WHAT YOU SHOULD DO>
Word for word, give again the lines of the material below, from the one holding "Exercise. Point out the seated man" to the last, with nothing added.

DATA SECTION>

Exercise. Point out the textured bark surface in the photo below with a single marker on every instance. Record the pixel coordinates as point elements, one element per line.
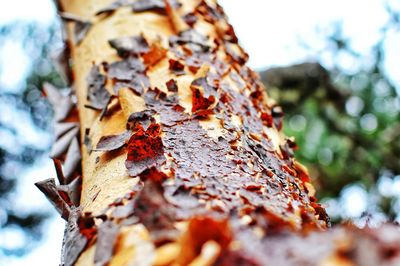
<point>183,161</point>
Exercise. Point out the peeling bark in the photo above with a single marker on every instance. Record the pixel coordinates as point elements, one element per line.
<point>189,165</point>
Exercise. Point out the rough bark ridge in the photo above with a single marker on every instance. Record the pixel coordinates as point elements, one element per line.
<point>182,158</point>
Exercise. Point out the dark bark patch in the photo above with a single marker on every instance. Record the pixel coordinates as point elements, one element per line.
<point>106,239</point>
<point>172,86</point>
<point>74,242</point>
<point>81,26</point>
<point>113,142</point>
<point>149,5</point>
<point>202,96</point>
<point>154,211</point>
<point>97,95</point>
<point>145,150</point>
<point>62,105</point>
<point>48,187</point>
<point>130,45</point>
<point>197,42</point>
<point>190,19</point>
<point>109,10</point>
<point>176,67</point>
<point>142,119</point>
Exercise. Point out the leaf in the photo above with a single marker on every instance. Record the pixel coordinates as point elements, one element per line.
<point>129,45</point>
<point>97,95</point>
<point>113,142</point>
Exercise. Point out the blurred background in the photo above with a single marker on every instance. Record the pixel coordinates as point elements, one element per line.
<point>332,65</point>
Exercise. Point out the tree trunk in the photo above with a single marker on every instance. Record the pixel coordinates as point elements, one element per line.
<point>183,162</point>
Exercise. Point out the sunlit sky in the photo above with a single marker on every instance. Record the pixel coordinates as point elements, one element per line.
<point>270,31</point>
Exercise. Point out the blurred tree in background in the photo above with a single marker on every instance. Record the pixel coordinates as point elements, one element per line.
<point>347,126</point>
<point>25,118</point>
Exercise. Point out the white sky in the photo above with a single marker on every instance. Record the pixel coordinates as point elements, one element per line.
<point>268,30</point>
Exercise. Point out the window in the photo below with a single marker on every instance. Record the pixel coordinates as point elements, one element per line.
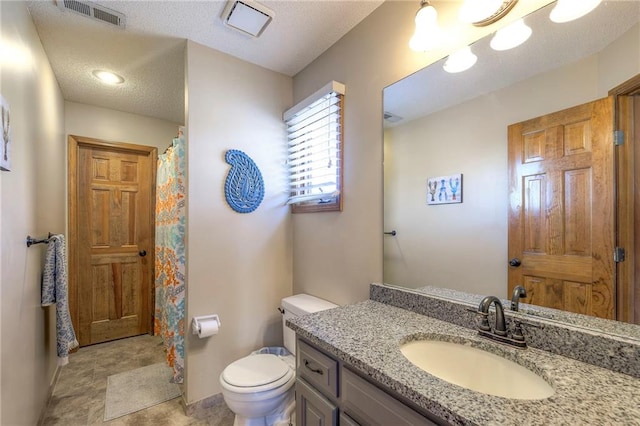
<point>315,142</point>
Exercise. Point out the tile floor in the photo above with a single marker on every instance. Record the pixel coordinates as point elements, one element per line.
<point>79,395</point>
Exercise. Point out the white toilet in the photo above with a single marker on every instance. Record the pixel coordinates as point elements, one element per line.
<point>259,387</point>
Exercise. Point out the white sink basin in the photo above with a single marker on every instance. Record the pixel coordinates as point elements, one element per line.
<point>475,369</point>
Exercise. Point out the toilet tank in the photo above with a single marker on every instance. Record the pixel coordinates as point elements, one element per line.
<point>294,306</point>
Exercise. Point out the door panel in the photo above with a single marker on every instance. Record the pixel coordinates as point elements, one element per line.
<point>113,218</point>
<point>561,218</point>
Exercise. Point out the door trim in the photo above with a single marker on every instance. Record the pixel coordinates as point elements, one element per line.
<point>74,144</point>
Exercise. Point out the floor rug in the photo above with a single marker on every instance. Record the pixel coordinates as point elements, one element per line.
<point>138,389</point>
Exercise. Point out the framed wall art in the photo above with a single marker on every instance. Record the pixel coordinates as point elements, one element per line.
<point>5,155</point>
<point>444,189</point>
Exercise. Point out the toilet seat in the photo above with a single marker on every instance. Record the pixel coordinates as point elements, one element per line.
<point>256,373</point>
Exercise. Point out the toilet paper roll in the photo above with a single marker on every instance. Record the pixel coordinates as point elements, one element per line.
<point>207,327</point>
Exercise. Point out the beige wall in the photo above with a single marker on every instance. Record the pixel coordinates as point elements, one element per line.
<point>118,126</point>
<point>337,255</point>
<point>239,264</point>
<point>33,203</point>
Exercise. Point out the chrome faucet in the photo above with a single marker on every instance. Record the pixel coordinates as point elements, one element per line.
<point>499,331</point>
<point>519,292</point>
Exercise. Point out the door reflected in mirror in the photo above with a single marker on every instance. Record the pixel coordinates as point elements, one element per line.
<point>443,124</point>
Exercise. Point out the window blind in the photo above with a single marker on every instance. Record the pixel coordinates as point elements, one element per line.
<point>314,129</point>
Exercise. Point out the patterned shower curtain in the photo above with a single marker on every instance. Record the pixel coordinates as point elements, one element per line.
<point>169,319</point>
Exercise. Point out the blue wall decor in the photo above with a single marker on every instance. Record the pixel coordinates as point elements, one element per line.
<point>244,187</point>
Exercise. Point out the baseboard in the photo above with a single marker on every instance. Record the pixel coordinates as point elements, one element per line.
<point>52,386</point>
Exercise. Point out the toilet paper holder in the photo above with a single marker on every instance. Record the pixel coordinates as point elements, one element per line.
<point>196,322</point>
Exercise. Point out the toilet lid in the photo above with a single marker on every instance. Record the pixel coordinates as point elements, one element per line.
<point>255,370</point>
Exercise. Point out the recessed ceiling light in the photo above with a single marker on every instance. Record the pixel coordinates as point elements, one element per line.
<point>108,77</point>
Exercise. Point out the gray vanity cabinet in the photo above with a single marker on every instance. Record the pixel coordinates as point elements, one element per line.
<point>328,393</point>
<point>313,409</point>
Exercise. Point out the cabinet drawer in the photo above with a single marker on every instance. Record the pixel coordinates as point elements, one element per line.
<point>318,369</point>
<point>370,405</point>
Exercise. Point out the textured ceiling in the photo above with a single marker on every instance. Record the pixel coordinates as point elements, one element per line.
<point>550,46</point>
<point>149,53</point>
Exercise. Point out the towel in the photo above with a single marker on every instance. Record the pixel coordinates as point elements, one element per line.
<point>55,290</point>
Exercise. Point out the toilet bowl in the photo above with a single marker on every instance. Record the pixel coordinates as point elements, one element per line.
<point>259,387</point>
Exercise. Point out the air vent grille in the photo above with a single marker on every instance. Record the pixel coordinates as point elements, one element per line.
<point>94,11</point>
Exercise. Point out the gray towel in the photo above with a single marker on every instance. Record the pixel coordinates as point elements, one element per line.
<point>55,290</point>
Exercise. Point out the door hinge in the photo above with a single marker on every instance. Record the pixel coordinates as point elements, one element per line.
<point>618,137</point>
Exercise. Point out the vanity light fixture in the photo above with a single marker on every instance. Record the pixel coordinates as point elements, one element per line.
<point>427,32</point>
<point>460,61</point>
<point>568,10</point>
<point>511,36</point>
<point>108,77</point>
<point>484,12</point>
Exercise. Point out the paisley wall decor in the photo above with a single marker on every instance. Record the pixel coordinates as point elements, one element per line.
<point>244,187</point>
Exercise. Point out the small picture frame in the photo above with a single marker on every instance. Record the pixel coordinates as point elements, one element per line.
<point>444,189</point>
<point>5,148</point>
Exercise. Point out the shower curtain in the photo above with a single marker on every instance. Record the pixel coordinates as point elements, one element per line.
<point>169,320</point>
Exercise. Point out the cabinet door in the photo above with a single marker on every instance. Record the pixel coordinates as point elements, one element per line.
<point>347,421</point>
<point>372,406</point>
<point>313,409</point>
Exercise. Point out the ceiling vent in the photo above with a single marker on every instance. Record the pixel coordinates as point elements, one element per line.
<point>94,11</point>
<point>247,16</point>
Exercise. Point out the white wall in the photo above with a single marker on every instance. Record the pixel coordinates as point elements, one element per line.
<point>33,203</point>
<point>337,255</point>
<point>117,126</point>
<point>239,265</point>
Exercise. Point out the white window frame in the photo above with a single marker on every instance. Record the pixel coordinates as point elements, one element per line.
<point>315,142</point>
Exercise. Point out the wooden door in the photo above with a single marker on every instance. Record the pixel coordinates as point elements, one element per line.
<point>561,216</point>
<point>111,244</point>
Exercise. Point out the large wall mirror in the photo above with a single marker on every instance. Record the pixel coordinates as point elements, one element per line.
<point>439,124</point>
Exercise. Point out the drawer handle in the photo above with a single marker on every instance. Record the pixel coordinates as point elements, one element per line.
<point>315,370</point>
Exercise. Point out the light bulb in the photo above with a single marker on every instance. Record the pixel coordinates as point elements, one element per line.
<point>511,36</point>
<point>460,61</point>
<point>427,33</point>
<point>478,10</point>
<point>568,10</point>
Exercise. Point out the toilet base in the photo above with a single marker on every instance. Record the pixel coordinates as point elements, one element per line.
<point>283,415</point>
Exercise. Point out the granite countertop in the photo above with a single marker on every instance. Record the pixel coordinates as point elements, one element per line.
<point>368,335</point>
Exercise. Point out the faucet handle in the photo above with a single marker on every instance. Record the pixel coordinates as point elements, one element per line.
<point>517,331</point>
<point>519,292</point>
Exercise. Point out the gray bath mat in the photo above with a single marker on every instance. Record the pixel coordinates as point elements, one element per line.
<point>138,389</point>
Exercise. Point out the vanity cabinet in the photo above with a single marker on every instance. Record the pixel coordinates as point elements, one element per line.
<point>328,393</point>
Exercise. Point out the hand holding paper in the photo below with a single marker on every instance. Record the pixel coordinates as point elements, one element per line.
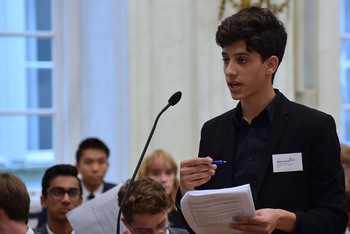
<point>211,211</point>
<point>195,172</point>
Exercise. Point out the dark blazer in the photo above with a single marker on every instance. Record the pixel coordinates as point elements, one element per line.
<point>42,229</point>
<point>107,186</point>
<point>315,194</point>
<point>43,214</point>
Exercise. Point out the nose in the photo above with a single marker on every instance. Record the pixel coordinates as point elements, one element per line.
<point>65,197</point>
<point>163,177</point>
<point>230,69</point>
<point>95,166</point>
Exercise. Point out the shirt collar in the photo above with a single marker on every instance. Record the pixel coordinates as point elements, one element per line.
<point>270,109</point>
<point>50,232</point>
<point>86,192</point>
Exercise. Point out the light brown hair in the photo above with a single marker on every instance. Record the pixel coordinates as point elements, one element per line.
<point>146,196</point>
<point>161,157</point>
<point>14,197</point>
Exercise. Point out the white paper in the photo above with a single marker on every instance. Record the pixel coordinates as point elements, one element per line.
<point>287,162</point>
<point>98,215</point>
<point>211,211</point>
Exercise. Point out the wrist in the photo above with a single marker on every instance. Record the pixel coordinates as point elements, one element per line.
<point>287,221</point>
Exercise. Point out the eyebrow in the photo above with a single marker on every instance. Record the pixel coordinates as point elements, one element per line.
<point>161,223</point>
<point>237,54</point>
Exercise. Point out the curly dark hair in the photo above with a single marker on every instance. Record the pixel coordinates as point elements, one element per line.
<point>146,197</point>
<point>259,28</point>
<point>57,170</point>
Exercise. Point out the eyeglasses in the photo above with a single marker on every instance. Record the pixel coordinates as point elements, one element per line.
<point>162,229</point>
<point>57,193</point>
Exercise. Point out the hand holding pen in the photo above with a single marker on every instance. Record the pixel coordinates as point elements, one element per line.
<point>196,171</point>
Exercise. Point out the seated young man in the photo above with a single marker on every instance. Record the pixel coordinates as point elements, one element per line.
<point>92,163</point>
<point>14,205</point>
<point>61,192</point>
<point>146,208</point>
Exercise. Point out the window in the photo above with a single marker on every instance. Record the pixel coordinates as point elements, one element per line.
<point>27,109</point>
<point>345,70</point>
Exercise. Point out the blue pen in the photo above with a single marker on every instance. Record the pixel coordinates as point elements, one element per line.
<point>219,162</point>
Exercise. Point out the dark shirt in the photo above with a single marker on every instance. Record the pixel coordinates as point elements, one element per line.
<point>251,140</point>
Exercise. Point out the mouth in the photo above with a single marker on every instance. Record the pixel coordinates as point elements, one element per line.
<point>64,210</point>
<point>234,85</point>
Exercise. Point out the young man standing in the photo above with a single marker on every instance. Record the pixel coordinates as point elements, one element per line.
<point>92,163</point>
<point>288,153</point>
<point>146,208</point>
<point>61,192</point>
<point>14,206</point>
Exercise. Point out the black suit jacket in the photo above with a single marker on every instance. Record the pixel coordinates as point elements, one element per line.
<point>315,194</point>
<point>107,186</point>
<point>42,229</point>
<point>42,219</point>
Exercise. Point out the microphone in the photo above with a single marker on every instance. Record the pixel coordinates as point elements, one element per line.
<point>173,100</point>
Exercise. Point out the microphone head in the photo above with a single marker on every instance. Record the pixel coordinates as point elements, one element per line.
<point>175,98</point>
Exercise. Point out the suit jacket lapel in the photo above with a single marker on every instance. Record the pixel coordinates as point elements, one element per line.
<point>277,128</point>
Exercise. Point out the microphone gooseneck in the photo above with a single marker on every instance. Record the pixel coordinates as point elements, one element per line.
<point>173,100</point>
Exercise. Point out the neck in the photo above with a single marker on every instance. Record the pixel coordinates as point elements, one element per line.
<point>63,227</point>
<point>252,108</point>
<point>13,227</point>
<point>91,188</point>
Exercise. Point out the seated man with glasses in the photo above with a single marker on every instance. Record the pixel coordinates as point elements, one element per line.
<point>146,208</point>
<point>61,192</point>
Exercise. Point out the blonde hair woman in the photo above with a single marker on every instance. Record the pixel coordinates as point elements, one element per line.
<point>160,166</point>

EXPECTED ANSWER>
Exercise. Point out the seated man with glasses in the photo above with a single marker on every instance. Record the pixel coordinates as point elements, one element per line.
<point>146,208</point>
<point>61,192</point>
Exercise. Point out the blonde hair woman in the photo above with a single marker on every instance. Record the pixel coordinates as point elements, one element per line.
<point>160,166</point>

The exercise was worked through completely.